The data:
+ + +

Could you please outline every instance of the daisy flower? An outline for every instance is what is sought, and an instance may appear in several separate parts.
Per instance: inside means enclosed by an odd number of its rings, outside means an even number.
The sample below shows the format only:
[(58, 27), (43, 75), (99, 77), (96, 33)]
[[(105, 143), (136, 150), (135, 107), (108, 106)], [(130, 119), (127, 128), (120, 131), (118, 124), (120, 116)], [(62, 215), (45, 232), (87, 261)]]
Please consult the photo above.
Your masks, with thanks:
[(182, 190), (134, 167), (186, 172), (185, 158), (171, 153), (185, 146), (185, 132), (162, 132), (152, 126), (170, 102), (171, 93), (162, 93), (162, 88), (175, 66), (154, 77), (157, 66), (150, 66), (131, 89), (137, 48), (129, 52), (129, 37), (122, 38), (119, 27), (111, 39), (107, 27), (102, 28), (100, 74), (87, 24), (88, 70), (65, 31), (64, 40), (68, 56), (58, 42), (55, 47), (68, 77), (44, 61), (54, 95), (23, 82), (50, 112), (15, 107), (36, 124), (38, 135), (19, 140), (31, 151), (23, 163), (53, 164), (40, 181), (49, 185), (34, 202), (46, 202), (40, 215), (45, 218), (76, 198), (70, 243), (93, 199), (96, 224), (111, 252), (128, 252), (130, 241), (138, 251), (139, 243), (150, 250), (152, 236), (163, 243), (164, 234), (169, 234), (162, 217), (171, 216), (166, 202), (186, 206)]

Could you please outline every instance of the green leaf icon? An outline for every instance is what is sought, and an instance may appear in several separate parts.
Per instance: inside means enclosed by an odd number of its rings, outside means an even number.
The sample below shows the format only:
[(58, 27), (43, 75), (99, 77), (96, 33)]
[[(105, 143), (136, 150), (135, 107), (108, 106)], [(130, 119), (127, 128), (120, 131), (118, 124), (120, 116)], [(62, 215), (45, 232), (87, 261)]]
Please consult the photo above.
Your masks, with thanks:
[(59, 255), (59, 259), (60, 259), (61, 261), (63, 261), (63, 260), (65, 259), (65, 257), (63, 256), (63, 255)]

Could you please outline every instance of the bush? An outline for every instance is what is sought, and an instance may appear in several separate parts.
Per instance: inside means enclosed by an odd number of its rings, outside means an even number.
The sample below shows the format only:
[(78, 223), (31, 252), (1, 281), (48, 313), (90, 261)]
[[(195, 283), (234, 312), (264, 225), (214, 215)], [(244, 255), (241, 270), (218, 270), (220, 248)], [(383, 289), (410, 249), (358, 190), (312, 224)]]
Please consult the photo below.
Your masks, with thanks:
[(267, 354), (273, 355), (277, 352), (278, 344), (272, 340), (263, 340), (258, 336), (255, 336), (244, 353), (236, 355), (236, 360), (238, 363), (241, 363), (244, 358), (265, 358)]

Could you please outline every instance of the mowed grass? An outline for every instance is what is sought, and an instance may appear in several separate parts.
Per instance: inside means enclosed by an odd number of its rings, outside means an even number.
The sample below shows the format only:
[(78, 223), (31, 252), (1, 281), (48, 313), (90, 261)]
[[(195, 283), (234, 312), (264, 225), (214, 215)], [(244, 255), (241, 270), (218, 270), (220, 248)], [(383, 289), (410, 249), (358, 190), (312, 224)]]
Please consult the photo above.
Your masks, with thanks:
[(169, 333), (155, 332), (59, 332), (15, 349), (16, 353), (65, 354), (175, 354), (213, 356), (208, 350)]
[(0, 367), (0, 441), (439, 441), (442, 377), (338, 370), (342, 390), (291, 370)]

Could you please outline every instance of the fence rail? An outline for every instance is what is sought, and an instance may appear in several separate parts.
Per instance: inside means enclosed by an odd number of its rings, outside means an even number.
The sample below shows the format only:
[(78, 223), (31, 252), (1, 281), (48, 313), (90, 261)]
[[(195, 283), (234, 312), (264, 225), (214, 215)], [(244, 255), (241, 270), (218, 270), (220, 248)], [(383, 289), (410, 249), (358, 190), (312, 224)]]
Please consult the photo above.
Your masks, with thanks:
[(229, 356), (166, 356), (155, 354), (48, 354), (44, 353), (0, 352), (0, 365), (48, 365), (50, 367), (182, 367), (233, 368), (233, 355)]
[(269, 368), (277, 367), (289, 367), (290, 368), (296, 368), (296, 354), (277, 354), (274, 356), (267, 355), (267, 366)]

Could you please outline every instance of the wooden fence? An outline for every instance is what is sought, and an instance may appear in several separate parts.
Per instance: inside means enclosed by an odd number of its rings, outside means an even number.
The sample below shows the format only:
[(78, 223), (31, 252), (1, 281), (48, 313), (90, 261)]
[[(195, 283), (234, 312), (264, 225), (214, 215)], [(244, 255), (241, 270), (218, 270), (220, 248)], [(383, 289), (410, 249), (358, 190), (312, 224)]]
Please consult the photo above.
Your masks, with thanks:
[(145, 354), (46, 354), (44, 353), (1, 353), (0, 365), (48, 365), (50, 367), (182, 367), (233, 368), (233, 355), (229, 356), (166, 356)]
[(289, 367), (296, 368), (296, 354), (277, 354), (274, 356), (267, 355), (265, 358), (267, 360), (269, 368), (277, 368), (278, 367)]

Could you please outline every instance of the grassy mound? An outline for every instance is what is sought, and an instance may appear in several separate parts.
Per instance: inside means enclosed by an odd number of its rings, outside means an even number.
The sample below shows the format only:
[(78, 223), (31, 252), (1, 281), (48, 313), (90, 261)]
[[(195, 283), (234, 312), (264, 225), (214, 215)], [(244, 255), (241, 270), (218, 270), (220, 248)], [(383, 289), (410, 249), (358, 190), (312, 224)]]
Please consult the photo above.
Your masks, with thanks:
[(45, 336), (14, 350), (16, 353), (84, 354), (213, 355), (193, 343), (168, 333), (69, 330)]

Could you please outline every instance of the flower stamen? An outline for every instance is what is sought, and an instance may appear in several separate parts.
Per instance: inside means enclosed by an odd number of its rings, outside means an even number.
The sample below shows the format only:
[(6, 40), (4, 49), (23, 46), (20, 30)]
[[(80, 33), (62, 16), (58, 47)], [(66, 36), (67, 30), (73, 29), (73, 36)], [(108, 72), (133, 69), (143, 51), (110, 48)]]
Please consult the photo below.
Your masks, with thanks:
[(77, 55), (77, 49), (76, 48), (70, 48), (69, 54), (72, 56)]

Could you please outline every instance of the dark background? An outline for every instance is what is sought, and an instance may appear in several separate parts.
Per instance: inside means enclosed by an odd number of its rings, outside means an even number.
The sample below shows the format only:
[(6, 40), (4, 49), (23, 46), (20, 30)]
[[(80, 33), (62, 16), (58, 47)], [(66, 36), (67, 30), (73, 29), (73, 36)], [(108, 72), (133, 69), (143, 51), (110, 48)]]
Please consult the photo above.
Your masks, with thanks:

+ + +

Task objective: Turn the stretch of the records from the line containing "Could you please outline every instance of the fence" through the line containing "355), (267, 366)]" into a JSON list of strings, one string per line, with blank lines left out.

Expected answer:
[
  "Could you please outline every instance of the fence rail? An outline for every instance is what is sought, and an instance may appear in several separate parts.",
  "Per instance: inside means enclosed by an odd number of its rings, outside means an even number.",
  "The sample below shows the format only:",
  "[(78, 223), (31, 252), (1, 281), (48, 313), (90, 261)]",
  "[[(195, 283), (234, 312), (264, 225), (214, 215)], [(244, 255), (241, 270), (218, 270), (220, 248)], [(383, 289), (410, 249), (358, 190), (312, 224)]]",
  "Please consult the photo above.",
  "Your masks, with thanks:",
  "[(229, 356), (166, 356), (155, 354), (48, 354), (44, 353), (0, 352), (0, 365), (48, 365), (50, 367), (182, 367), (233, 368), (233, 355)]",
  "[(269, 368), (277, 367), (289, 367), (290, 368), (296, 368), (296, 354), (277, 354), (274, 356), (267, 355), (267, 366)]"
]